→ **What the exercise asks**
Rewrite all the records below so that "drop a marker on" becomes "place a point on" everywhere, with nothing else changed. Omit the pictures from your version.

→ **Input for this task**
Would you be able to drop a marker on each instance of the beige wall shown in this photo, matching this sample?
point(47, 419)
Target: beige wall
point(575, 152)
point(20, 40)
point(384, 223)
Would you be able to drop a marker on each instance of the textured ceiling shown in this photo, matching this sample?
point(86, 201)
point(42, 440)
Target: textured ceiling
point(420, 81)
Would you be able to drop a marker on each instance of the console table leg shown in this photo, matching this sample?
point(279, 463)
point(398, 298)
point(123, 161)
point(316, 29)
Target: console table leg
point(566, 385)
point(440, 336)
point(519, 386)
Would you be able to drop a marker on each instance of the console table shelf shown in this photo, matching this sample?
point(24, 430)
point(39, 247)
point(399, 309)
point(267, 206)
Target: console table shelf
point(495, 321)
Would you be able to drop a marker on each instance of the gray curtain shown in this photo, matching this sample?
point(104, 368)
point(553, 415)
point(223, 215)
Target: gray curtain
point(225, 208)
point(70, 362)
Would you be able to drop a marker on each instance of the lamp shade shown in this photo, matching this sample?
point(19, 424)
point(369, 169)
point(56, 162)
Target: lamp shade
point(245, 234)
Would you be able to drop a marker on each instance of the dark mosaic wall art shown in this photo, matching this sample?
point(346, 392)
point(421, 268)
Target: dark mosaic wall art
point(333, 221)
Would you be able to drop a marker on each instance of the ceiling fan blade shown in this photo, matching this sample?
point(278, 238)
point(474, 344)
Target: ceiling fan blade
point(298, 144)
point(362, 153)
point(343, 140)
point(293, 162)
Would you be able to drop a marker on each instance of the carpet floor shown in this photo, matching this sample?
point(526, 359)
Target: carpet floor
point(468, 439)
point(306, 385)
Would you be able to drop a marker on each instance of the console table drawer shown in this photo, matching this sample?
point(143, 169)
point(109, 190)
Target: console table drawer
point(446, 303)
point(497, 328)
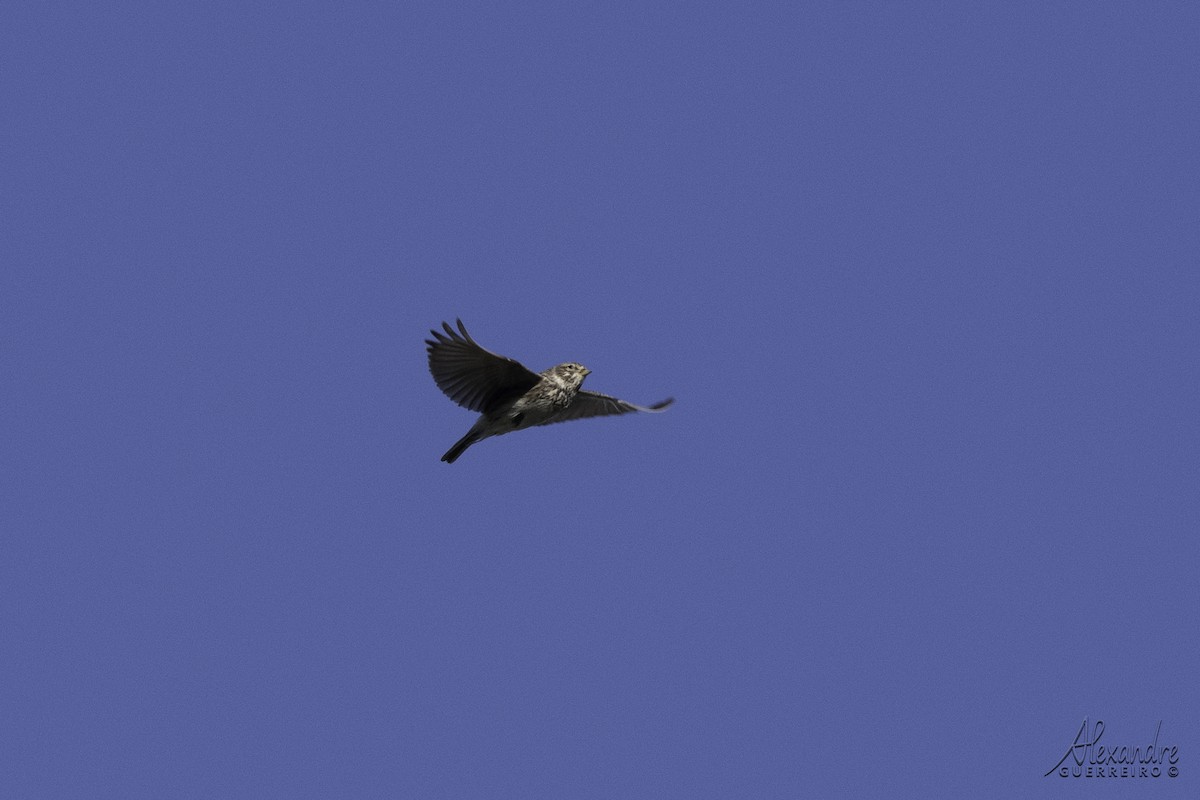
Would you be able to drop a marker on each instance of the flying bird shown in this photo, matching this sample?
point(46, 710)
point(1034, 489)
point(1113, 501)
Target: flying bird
point(508, 395)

→ **Final result**
Would you be able to place a point on each instance of the beige wall shown in this photo, matching this sample?
point(47, 419)
Target: beige wall
point(575, 152)
point(20, 40)
point(384, 223)
Would you be able to place a point on each instance of the textured ceiling shown in this photo, matching this sample?
point(86, 201)
point(42, 440)
Target: textured ceiling
point(420, 81)
Would you be able to place a point on each instance of the console table leg shown in this photo, matching this sample?
point(279, 463)
point(398, 298)
point(123, 161)
point(316, 29)
Target: console table leg
point(566, 385)
point(440, 336)
point(519, 386)
Would you be able to place a point on each instance of the console table shelf shown in this photo, matching this sample?
point(24, 430)
point(39, 247)
point(399, 309)
point(267, 206)
Target: console table shelf
point(495, 321)
Would you be able to place a point on each instance of the gray curtain shown in this photo, matching this sample?
point(104, 368)
point(553, 415)
point(223, 215)
Target: gray curtain
point(225, 208)
point(70, 362)
Would you be able to place a point on each instance of the lamp shade shown in this photo, matching this sample?
point(19, 424)
point(369, 169)
point(56, 162)
Target: lamp shade
point(245, 234)
Would you be able to place a point on each instance of the dark mosaic wall art shown in this photo, matching this sample?
point(346, 392)
point(421, 268)
Target: dark mosaic wall art
point(333, 221)
Would you be able to place a point on each instance of the ceiling fan blade shown in this photo, matching this sample?
point(278, 238)
point(474, 344)
Target: ceiling fan blade
point(298, 144)
point(362, 153)
point(343, 140)
point(293, 162)
Would you be able to place a point on each instance of the carpet floor shown in this photo, matching this sample?
point(526, 359)
Target: carpet floor
point(468, 439)
point(306, 385)
Would you be able to place a point on each instance of the console table drawer shown in this photo, matching this sample?
point(143, 169)
point(109, 190)
Target: console table drawer
point(446, 303)
point(497, 328)
Would you be able to place a point on each instance of the flying bird shown in this photo, matching this sample?
point(46, 710)
point(1034, 489)
point(1113, 501)
Target: flying bird
point(508, 395)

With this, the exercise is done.